* What the task asks
Reproduce, without any change, the stretch of items from the line containing "of the tiled" through the line containing "x=144, y=336".
==================================================
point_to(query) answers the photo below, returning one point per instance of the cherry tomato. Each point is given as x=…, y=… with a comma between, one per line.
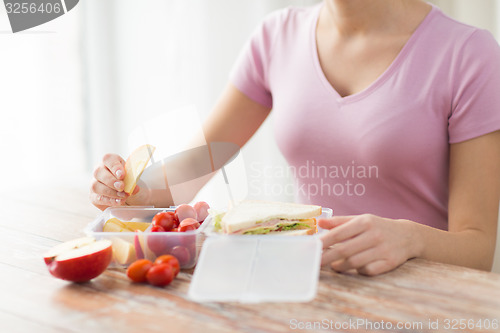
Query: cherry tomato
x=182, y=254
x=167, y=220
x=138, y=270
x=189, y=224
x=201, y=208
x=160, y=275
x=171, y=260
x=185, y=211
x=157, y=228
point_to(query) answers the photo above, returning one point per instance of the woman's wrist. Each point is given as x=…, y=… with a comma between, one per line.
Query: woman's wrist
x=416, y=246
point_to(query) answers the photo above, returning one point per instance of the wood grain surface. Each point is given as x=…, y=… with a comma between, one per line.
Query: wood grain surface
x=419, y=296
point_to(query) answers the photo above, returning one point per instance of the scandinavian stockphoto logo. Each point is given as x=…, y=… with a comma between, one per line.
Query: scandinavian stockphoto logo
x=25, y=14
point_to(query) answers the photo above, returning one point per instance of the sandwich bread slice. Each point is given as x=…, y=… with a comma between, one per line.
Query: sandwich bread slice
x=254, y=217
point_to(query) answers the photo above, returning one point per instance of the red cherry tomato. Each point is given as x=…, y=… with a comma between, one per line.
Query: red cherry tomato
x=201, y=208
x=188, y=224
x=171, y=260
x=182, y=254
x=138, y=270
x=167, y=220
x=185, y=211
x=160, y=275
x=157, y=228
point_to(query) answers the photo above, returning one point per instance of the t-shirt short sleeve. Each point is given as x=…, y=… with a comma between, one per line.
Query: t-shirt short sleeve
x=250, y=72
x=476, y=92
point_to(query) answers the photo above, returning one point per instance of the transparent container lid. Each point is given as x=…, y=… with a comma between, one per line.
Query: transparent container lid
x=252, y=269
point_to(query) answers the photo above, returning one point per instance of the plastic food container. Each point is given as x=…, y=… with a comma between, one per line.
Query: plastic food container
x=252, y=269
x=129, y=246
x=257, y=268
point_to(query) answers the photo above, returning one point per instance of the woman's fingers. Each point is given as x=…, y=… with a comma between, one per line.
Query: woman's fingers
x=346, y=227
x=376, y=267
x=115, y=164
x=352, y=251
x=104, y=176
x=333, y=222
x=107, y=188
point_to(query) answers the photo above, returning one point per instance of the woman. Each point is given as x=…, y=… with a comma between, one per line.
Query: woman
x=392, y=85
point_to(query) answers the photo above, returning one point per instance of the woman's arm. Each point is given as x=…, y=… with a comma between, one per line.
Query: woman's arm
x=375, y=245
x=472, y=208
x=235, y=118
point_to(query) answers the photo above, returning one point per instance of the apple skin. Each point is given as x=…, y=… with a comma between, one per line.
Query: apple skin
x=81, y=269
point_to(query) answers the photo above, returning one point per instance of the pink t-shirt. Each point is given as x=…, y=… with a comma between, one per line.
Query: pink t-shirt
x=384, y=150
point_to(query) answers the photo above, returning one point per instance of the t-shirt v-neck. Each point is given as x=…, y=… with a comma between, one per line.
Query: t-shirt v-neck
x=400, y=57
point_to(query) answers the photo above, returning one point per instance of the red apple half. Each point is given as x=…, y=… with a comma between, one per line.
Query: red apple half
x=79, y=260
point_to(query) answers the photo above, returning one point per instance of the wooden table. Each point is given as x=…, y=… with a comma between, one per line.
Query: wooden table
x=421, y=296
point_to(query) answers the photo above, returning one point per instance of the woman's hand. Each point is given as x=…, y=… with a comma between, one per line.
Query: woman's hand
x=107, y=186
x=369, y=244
==================================================
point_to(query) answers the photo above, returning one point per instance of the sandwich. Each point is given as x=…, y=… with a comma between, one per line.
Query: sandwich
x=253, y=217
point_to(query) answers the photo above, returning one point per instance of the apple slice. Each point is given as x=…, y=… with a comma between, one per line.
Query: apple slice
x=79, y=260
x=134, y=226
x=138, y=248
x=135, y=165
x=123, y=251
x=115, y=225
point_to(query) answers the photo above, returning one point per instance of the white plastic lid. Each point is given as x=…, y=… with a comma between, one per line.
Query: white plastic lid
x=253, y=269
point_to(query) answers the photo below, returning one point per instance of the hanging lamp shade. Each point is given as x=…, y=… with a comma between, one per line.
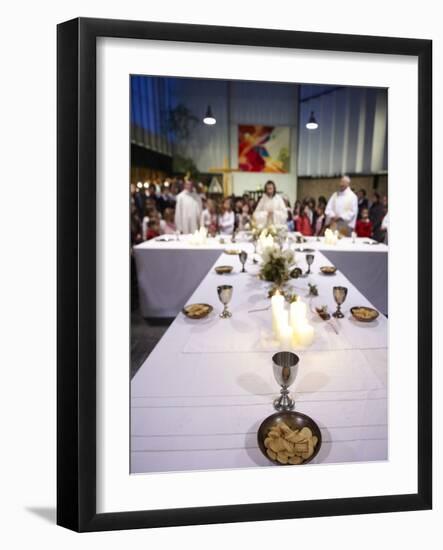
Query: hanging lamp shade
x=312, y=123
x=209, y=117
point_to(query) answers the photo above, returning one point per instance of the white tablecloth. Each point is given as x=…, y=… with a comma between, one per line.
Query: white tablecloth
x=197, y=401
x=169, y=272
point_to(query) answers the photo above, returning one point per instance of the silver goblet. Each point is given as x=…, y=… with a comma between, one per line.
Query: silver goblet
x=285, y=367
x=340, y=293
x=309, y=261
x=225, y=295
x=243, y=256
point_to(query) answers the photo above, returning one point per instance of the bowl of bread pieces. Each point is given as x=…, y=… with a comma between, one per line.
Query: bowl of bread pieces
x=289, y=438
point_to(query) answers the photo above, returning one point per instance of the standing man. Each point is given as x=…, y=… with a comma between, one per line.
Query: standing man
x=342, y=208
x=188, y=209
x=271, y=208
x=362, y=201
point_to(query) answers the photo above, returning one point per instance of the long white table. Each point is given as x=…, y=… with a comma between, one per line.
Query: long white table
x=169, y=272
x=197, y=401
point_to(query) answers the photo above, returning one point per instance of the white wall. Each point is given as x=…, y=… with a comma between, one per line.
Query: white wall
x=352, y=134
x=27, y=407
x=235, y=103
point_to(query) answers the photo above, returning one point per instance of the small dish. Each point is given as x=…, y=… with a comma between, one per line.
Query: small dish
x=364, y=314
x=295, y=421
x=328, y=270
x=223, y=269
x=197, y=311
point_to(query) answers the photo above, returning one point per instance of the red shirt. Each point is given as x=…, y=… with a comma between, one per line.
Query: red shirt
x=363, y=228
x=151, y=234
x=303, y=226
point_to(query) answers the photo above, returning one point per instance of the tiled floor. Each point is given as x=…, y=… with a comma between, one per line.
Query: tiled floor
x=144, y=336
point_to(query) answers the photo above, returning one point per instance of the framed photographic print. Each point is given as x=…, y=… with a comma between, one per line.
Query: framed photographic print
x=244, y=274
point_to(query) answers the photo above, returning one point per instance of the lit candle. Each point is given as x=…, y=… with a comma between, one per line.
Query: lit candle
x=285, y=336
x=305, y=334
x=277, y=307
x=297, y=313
==================================================
* The reply
point_to(query) answers the photo above, returning one point per instance of the tiled floor. Each point is given as x=…, y=… with a comma between, one per line.
Query: tiled floor
x=144, y=336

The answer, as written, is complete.